(Exercise directions): Provide nothing except how many lines of the data contain the word "white".

(Data for analysis):
::::::::

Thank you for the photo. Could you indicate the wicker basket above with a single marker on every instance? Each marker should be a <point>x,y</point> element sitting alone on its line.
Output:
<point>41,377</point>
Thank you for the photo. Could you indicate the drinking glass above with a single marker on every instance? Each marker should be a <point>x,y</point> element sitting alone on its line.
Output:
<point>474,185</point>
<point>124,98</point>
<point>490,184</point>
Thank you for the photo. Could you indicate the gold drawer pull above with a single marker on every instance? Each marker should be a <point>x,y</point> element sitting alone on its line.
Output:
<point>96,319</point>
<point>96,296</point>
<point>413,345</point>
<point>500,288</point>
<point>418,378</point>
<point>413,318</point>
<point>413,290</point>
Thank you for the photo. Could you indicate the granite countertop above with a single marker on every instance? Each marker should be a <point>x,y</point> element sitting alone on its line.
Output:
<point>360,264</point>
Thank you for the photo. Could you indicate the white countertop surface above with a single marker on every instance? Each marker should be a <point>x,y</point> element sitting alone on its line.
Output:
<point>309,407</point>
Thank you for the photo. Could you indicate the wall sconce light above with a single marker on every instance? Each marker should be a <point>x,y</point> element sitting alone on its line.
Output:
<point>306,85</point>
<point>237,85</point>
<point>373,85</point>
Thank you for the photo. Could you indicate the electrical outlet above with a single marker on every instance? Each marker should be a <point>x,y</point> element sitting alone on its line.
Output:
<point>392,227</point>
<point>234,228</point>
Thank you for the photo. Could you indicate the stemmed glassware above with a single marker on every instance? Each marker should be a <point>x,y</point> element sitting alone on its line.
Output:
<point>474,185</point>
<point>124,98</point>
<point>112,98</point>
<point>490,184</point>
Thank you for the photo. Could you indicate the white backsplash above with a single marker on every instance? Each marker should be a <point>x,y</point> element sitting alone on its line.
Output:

::::::::

(Written response): 2